◆ DATA PROVIDED
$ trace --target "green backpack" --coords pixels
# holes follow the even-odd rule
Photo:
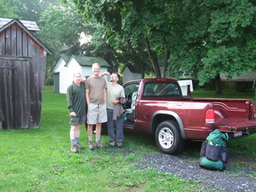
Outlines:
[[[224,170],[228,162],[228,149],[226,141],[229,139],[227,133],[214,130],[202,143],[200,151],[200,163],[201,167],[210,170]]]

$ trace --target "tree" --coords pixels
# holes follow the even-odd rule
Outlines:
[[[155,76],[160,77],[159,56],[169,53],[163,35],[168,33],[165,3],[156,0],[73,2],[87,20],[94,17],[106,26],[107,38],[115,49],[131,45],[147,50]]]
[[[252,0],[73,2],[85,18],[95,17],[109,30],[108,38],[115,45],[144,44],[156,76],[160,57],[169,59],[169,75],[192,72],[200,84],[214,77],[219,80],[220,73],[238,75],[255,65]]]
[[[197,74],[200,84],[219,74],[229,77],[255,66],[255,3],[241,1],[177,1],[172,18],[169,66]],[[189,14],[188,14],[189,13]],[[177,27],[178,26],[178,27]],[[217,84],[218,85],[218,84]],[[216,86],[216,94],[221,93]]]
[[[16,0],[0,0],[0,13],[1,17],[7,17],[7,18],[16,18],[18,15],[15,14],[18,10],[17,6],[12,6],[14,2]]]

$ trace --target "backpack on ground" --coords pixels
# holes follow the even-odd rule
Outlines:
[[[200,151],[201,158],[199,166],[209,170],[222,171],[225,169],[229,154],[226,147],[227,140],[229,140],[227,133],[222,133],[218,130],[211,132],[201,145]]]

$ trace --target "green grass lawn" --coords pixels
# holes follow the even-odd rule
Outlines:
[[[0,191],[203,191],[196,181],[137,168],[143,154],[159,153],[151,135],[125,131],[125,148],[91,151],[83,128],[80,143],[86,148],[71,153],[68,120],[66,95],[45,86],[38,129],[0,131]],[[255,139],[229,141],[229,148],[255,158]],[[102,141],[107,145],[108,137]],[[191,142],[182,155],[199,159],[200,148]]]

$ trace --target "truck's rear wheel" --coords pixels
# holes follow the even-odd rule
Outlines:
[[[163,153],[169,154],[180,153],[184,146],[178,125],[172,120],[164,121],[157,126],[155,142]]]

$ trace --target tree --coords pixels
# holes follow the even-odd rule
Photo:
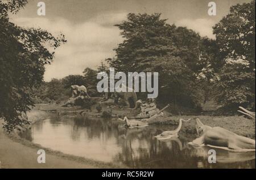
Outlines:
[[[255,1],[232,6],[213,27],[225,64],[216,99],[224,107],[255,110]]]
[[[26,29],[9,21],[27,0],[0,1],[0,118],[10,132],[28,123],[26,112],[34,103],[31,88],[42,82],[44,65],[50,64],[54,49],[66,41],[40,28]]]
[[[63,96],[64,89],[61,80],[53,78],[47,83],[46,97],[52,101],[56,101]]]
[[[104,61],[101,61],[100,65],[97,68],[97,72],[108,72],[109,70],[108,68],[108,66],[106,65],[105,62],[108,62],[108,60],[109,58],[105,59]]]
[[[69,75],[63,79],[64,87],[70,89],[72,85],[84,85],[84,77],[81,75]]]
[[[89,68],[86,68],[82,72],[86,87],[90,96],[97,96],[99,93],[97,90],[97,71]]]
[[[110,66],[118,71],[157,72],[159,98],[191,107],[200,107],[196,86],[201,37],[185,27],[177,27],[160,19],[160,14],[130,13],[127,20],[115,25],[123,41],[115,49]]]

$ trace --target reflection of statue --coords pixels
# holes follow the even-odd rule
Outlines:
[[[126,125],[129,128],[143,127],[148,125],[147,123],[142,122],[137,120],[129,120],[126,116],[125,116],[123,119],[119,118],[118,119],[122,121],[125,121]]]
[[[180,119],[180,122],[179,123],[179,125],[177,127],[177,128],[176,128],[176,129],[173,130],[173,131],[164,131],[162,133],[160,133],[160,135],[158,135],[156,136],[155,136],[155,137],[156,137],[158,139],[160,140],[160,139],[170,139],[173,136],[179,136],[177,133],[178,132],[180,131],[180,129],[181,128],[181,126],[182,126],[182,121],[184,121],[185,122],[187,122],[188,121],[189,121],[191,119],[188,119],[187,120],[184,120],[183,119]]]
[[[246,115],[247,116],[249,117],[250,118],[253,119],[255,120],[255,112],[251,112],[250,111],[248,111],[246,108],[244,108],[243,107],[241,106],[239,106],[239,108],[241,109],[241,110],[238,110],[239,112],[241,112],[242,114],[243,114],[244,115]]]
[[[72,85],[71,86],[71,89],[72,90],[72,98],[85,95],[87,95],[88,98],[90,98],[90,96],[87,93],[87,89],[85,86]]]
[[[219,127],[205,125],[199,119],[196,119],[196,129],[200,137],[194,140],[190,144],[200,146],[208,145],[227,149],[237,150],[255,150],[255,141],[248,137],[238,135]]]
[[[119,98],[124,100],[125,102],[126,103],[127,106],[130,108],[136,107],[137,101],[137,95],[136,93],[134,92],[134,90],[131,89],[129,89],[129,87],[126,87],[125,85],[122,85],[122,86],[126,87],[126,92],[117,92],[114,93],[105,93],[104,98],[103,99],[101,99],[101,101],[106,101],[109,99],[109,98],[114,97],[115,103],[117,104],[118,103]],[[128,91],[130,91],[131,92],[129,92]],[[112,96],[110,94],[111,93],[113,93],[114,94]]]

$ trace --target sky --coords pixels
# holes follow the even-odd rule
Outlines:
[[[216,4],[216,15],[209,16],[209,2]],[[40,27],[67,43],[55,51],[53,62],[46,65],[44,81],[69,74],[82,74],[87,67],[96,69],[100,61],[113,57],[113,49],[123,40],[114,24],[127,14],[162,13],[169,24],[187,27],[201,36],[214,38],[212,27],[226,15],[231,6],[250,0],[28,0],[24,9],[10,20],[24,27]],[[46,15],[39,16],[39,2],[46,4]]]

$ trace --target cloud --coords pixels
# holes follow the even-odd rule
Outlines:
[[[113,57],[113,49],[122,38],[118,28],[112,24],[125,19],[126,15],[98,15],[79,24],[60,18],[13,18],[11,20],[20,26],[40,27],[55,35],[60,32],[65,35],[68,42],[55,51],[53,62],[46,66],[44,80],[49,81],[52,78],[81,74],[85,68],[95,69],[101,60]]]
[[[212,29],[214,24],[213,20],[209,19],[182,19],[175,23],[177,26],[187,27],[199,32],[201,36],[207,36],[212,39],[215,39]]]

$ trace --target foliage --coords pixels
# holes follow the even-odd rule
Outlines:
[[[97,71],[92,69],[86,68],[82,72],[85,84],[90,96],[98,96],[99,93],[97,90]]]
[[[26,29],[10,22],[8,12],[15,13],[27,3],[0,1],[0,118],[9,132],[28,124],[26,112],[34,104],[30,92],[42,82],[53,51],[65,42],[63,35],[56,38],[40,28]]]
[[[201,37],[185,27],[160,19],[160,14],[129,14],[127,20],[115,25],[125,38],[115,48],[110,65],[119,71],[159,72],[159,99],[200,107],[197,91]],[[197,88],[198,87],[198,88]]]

◆ PROMPT
Copy out the lines starting at the one that contains "foliage --coords pixels" and ending with the final line of the items, character for character.

◆ REPLY TO THE EXERCISE
$ trace --target foliage --coords pixels
# holes follow the even-odd rule
Outlines:
[[[97,71],[92,69],[86,68],[82,72],[85,84],[90,96],[98,96],[99,93],[97,90]]]
[[[26,29],[10,22],[8,12],[15,13],[27,3],[0,1],[0,118],[9,132],[28,124],[26,112],[34,104],[30,92],[42,82],[53,51],[65,42],[63,35],[56,38],[40,28]]]
[[[201,37],[185,27],[160,19],[160,14],[129,14],[127,20],[115,25],[125,38],[115,48],[110,65],[119,71],[159,72],[159,99],[200,107],[197,91]],[[197,88],[198,87],[198,88]]]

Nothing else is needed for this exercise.